Text shown:
-------------------------

Preoperatively, the patients undergoing hip resurfacing had a lower average Harris hip score (46 vs 52 points; p = 0.005), with more pain (94% vs 58%, marked pain; p < 0.0001), but had higher UCLA activity scores (Table 3). Postoperatively, the patients undergoing hip resurfacing demonstrated greater improvement in Harris hip scores (p = 0.002), with an average score of 97, compared to an average of 96 for the THA group. However, fewer patients in the resurfacing group had complete relief of pain (48% vs 80%, pain-free; p = 0.007). The resurfacing group had a 1.5-grade greater increase in UCLA activity score than the THA group (p = 0.003), resulting in a postoperative UCLA activity score of 8.2 versus 5.9 for the THA group (p < 0.0001). Similarly, there was relatively greater improvement in the postoperative function scores (Harris hip score minus the pain, deformity, and ROM components; p = 0.007) and SF-12 physical score (p = 0.002) for the resurfacing group (Table 4).
Both groups demonstrated substantial improvement in postoperative ROM and there were no significant differences in the postoperative ROM between the two groups. However, the patients undergoing THA started with less ROM and had greater improvements with greater increases in flexion, extension, and abduction than the patients undergoing resurfacing (Tables 3 and 4).
Ten patients (14 hips) received a 36-mm metal-metal bearing THA in anticipation of higher postoperative activity. This subset of patients undergoing THA was similar to the resurfacing group, with 62% of these hips (9/14) in male patients; only 30% (9/30) of the metal-on-polyethylene total hips were in males (p = 0.01). The patients with 36-mm metal-metal bearing THA had essentially the same height (68.2 inches), weight (181 pounds), and BMI (27.2 kg/m2) as the patients with an MMSR and were significantly taller (p < 0.0001), leaner (p < 0.0001), and had a higher preoperative UCLA activity score (4.8 vs 2.9; p < 0.0001) than the other patients undergoing THA, with no significant differences in age, diagnoses, or Charnley class.
The postoperative outcome of patients with a 36-mm metal-metal bearing THA was similar to the MMSR group and significantly better than the other patients undergoing THA, with a higher average Harris hip score (99 vs 94; p = 0.05), higher average function score (p = 0.05), higher average SF-12 physical score (563 vs 42; p < 0.0001), higher average SF-12 mental score (57 vs 50; p = 0.007), and a higher average UCLA activity score (7.7 vs 4.9; p < 0.0001). Patients undergoing THA with a 36-mm metal-metal bearing had higher average flexion scores (127 vs 116; p = 0.02) than patients who underwent an MMSR.

-------------------------

What is being asked: From the hip resurfacing text above, reproduce word for word everything between "The postoperative outcome" and "underwent an MMSR.", inclusive.

-------------------------

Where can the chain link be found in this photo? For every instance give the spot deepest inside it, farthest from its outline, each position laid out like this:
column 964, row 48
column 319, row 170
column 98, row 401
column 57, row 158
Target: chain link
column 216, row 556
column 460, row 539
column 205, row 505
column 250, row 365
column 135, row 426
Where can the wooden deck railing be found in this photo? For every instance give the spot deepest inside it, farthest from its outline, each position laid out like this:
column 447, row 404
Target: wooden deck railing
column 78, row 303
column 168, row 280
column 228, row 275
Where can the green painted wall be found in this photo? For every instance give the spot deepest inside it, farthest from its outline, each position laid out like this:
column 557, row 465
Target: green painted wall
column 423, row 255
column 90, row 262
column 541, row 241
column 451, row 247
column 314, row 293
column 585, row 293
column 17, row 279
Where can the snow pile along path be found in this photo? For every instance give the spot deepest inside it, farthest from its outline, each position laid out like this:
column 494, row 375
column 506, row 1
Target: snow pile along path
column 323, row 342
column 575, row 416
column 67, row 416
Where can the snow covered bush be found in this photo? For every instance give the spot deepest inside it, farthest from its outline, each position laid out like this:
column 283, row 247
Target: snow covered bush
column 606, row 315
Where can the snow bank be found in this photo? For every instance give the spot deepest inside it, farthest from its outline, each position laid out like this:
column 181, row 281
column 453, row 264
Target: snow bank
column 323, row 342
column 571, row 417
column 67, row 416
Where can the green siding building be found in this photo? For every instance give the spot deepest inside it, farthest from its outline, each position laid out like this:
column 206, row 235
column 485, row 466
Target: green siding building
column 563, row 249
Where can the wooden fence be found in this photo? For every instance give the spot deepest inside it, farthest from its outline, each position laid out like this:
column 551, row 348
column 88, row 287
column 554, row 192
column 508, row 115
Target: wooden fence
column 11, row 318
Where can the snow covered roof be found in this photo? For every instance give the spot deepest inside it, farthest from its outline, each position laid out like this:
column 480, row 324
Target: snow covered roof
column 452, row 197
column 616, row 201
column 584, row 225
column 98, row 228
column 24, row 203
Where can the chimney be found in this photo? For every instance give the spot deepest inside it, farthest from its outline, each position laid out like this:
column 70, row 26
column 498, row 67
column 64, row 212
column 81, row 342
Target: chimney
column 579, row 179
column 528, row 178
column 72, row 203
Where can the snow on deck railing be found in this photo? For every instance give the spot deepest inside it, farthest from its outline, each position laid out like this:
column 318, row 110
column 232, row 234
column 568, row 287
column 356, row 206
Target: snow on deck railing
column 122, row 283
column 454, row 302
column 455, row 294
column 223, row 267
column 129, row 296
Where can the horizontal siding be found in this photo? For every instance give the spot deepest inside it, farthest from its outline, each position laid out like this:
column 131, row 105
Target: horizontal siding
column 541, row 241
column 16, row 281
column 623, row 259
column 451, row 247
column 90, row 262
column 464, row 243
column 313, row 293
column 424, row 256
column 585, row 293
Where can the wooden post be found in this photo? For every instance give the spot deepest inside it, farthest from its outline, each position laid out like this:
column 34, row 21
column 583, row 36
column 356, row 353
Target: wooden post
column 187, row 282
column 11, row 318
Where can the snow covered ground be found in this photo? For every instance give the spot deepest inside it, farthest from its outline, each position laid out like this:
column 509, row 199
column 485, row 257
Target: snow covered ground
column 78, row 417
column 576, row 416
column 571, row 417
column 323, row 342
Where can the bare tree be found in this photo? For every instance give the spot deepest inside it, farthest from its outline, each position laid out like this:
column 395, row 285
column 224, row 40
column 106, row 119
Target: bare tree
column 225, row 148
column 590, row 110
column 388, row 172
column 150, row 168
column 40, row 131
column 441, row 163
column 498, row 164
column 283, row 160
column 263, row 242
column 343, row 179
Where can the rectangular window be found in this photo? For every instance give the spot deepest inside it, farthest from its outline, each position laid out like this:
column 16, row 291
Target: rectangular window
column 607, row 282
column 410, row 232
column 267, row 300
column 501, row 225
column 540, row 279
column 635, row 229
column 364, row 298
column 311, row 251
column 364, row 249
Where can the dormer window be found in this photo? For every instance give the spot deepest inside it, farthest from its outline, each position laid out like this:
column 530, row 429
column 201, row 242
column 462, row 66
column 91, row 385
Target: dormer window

-------------------------

Solution to this problem:
The postoperative outcome of patients with a 36-mm metal-metal bearing THA was similar to the MMSR group and significantly better than the other patients undergoing THA, with a higher average Harris hip score (99 vs 94; p = 0.05), higher average function score (p = 0.05), higher average SF-12 physical score (563 vs 42; p < 0.0001), higher average SF-12 mental score (57 vs 50; p = 0.007), and a higher average UCLA activity score (7.7 vs 4.9; p < 0.0001). Patients undergoing THA with a 36-mm metal-metal bearing had higher average flexion scores (127 vs 116; p = 0.02) than patients who underwent an MMSR.